▸ TASK 1
Decide whether each statement agrees with the school-closures article below: (a) As of mid-July, schools were closed in some 160 countries. (b) Guterres urged that schools reopen at once, whatever the level of local transmission. (c) The virus has reportedly infected 4.7 million people in the US. For each, answer yes or no and quote the words of the article that decide it.
▸ TASK 2
Write out the passage of the school-closures article below, starting with "He stated that" and going on through "a video statement.".

▸ SUPPLIED TEXT

- Opening Delimiter -

NEW YORK – UN Secretary-General Antonio Guterres warned Tuesday that the world faces a global generational catastrophe because of school closures amid the coronavirus lockdown and said that getting students safely back to the classroom must be a top priority.
He stated that as of mid-July schools were closed in some 160 countries, affecting over 1 billion students, while at least 40 million children have missed out on pre-school, World News reported. This came on top of more than 250 million children already being out of school before the pandemic and only a quarter of secondary school students in developing countries leaving with basic skills, he announced in a video statement.
“Now we face a generational catastrophe that could waste untold human potential, undermine decades of progress and exacerbate entrenched inequalities,” added Guterres as he launched a UN “Save our Future” campaign.
“We are at a defining moment for the world’s children and young people,” Guterres said in a video message and a 26-page policy briefing, adding, “The decisions that governments and partners take now will have a lasting impact on hundreds of millions of young people and on the development prospects of countries for decades to come.”
Guterres called for the reopening of schools “once the local transmission of the virus is under control”.
“Once local transmission of COVID-19 is under control, getting students back into schools and learning institutions as safely as possible must be a top priority,” he stated, noting, “Consultation with parents, carers, teachers and young people is fundamental.”
The UN recommendations for getting global education back on track come as US President Donald Trump pushes for schools to reopen in the face of opposition from some teachers and parents while COVID-19 is surging in many parts of the country.
The coronavirus, which was first reported in China in December, has reportedly infected 4.7 million people in the US, while some 155,000 deaths are ascribed to it. Globally, the virus is said to have infected 18.28 million people, while it is said there have been over 692,000 deaths.

- Closing Delimiter -

[Items from a data source]
- Opening Delimiter -

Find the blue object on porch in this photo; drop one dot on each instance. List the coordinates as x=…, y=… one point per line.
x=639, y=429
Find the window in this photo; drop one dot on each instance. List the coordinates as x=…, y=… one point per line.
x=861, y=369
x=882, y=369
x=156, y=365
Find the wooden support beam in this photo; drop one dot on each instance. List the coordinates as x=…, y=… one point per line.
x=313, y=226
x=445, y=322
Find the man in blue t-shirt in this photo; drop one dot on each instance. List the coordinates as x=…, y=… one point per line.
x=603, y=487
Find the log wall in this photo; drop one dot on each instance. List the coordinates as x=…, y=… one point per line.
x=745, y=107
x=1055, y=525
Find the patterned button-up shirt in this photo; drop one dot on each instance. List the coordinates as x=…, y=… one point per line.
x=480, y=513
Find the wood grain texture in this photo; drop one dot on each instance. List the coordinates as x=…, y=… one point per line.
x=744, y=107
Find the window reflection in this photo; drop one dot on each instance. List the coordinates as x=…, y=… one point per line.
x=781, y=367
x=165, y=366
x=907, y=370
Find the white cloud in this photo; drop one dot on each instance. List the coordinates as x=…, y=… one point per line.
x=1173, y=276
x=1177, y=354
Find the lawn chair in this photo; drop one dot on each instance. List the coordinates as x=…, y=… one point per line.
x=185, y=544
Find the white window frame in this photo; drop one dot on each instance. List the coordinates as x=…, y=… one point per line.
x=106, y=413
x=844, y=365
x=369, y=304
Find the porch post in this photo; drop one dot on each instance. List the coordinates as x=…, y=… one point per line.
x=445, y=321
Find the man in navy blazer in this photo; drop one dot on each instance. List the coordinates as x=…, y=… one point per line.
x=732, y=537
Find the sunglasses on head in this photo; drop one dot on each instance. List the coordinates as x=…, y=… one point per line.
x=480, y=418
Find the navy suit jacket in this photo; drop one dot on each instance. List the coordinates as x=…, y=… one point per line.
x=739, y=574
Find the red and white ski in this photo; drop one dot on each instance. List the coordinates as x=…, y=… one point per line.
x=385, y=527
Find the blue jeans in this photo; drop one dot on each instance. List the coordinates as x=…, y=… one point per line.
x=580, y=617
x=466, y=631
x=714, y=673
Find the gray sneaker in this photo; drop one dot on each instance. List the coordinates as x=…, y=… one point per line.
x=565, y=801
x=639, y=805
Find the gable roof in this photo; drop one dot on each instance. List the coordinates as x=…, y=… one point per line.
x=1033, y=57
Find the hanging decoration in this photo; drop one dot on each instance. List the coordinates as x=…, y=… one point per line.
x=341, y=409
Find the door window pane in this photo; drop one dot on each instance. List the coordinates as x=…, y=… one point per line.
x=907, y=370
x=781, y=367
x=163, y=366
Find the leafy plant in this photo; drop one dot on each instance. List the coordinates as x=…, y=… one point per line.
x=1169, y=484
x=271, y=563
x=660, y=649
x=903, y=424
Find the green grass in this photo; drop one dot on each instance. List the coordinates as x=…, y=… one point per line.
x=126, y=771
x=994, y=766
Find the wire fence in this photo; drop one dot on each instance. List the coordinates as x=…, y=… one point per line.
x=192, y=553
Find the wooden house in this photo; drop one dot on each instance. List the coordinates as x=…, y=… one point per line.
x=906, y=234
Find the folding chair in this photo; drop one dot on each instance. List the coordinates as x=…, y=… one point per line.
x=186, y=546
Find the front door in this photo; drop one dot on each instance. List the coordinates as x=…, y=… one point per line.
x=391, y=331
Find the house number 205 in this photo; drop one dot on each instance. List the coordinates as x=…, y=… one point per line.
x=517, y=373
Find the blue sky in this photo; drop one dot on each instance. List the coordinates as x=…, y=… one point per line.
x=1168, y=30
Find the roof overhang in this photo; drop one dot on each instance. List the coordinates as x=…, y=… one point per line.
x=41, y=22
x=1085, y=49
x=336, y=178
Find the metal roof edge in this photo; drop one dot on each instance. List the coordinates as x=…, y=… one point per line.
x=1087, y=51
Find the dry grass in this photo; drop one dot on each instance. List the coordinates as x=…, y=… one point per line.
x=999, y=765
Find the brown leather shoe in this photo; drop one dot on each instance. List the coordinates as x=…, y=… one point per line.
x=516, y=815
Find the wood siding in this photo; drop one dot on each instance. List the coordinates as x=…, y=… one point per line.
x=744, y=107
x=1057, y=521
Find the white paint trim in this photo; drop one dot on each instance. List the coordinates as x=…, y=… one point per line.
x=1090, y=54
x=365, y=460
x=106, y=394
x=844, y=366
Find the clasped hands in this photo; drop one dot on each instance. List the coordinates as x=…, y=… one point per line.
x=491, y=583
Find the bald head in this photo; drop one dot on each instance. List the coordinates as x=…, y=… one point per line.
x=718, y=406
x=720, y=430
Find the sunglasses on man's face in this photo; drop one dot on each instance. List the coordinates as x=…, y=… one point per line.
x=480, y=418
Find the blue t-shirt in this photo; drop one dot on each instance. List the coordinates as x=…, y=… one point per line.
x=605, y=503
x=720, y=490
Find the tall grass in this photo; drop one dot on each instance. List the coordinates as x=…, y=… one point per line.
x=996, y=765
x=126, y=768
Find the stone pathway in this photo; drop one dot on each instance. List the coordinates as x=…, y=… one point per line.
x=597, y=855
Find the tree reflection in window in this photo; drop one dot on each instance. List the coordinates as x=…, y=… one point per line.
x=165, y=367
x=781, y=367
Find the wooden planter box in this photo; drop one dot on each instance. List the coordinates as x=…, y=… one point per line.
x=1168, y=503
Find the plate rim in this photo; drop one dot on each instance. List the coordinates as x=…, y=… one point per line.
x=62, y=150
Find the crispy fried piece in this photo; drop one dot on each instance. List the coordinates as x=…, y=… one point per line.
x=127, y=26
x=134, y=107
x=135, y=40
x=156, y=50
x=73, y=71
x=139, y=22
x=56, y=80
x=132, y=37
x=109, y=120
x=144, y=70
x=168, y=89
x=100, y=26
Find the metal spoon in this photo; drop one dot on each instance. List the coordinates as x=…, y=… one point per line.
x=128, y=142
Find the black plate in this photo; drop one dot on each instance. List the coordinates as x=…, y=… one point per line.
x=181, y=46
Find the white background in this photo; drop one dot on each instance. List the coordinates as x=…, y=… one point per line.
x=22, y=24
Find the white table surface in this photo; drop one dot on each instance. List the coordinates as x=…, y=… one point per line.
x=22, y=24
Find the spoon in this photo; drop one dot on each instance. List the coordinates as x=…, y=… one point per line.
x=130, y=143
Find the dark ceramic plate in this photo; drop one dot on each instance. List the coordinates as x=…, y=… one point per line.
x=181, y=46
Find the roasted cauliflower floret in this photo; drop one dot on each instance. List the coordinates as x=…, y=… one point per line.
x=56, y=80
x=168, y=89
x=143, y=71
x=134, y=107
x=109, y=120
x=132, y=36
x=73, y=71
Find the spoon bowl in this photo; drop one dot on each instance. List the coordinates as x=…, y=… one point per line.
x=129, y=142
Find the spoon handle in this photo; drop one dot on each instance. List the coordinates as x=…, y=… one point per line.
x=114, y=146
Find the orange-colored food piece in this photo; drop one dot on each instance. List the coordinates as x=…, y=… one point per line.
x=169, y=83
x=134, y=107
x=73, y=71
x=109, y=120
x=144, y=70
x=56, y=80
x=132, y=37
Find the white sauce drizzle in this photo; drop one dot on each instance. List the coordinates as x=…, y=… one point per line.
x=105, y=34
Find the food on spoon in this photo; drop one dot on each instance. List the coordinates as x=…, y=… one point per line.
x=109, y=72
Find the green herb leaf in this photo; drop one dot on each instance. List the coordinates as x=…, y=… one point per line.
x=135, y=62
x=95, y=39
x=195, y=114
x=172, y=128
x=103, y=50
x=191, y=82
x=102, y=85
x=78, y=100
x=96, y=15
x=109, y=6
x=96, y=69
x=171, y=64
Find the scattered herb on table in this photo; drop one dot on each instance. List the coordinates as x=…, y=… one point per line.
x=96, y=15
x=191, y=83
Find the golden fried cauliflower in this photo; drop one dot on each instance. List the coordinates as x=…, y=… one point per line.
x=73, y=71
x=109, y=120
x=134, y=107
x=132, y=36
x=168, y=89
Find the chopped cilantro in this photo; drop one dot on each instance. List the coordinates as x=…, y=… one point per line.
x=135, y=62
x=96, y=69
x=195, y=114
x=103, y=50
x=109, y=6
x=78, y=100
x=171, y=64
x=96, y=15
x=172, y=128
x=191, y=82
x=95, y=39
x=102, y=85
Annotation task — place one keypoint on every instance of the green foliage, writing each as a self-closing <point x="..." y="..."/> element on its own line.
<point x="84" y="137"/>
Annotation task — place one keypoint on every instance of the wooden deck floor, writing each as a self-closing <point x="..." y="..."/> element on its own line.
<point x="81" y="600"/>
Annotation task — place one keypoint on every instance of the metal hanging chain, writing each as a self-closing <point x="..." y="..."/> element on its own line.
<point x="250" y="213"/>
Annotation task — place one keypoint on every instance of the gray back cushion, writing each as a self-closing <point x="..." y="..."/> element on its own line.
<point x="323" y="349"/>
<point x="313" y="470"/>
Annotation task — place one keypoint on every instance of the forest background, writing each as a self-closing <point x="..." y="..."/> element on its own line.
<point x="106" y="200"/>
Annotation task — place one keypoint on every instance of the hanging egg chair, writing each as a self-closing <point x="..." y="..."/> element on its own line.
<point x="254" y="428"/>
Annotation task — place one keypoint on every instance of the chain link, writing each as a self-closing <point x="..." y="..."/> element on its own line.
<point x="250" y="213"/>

- Closing Delimiter -

▸ EXERCISE ANSWER 1
(a) Yes: "as of mid-July schools were closed in some 160 countries"
(b) No: "Guterres called for the reopening of schools “once the local transmission of the virus is under control”."
(c) Yes: "has reportedly infected 4.7 million people in the US"

▸ EXERCISE ANSWER 2
He stated that as of mid-July schools were closed in some 160 countries, affecting over 1 billion students, while at least 40 million children have missed out on pre-school, World News reported. This came on top of more than 250 million children already being out of school before the pandemic and only a quarter of secondary school students in developing countries leaving with basic skills, he announced in a video statement.